■ Task prompt:
Pick out every line of the data below that contains the string "chair", matching case exactly, and copy each one.

■ Dataset records:

---+---

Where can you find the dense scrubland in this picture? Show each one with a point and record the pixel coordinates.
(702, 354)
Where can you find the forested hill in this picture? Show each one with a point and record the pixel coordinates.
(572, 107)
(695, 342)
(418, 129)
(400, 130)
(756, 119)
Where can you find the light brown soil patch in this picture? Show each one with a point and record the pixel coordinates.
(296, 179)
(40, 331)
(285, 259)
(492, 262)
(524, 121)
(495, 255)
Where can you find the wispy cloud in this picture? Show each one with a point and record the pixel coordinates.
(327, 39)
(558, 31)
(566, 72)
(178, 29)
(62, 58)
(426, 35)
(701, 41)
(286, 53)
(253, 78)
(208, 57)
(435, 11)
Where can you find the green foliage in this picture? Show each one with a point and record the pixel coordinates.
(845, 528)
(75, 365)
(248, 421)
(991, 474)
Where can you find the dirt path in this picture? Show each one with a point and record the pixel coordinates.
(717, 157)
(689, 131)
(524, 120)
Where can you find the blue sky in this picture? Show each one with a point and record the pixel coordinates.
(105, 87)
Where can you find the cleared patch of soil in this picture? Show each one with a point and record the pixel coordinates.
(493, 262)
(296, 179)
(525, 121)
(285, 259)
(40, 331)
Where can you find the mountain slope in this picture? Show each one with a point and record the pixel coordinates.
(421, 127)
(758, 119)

---+---

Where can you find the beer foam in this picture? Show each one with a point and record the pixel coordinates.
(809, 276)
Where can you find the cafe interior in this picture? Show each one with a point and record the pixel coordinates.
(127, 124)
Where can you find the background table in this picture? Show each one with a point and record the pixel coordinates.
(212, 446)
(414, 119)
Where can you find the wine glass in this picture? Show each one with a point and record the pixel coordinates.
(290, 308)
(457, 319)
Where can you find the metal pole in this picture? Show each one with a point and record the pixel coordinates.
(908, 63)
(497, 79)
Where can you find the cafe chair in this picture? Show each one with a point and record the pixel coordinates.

---+---

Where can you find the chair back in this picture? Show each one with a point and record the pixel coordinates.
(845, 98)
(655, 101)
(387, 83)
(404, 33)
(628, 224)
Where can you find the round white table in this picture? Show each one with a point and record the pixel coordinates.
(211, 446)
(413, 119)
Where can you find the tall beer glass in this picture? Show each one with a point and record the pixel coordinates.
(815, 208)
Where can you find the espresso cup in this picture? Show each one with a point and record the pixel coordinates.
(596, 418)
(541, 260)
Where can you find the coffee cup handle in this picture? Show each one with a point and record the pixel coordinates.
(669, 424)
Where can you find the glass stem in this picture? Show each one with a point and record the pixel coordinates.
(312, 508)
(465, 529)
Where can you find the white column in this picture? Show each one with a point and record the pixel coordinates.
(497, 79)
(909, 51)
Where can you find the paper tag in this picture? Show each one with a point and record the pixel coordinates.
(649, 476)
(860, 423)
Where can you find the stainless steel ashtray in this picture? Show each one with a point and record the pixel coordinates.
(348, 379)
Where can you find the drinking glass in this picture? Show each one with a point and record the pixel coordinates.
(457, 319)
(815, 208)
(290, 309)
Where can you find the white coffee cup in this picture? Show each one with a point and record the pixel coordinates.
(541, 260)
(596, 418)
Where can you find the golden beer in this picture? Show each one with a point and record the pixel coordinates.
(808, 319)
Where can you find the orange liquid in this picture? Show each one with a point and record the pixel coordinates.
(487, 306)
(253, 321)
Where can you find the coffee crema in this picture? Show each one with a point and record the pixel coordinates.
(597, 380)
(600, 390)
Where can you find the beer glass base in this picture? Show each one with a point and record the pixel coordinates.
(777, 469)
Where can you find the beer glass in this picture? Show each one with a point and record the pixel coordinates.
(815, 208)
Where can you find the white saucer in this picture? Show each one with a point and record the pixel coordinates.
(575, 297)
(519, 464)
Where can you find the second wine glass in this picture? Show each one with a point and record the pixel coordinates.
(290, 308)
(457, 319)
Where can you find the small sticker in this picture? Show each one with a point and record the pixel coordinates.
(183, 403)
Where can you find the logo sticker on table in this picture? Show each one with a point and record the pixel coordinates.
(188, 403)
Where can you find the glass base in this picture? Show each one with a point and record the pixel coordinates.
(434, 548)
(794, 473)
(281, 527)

---+---

■ Expected output:
Where can you find the cafe chair in this picture? Show each one with a point and record the pixel coordinates.
Where can you find the chair back in this picture? Show each one with a point and record the pixel coordinates.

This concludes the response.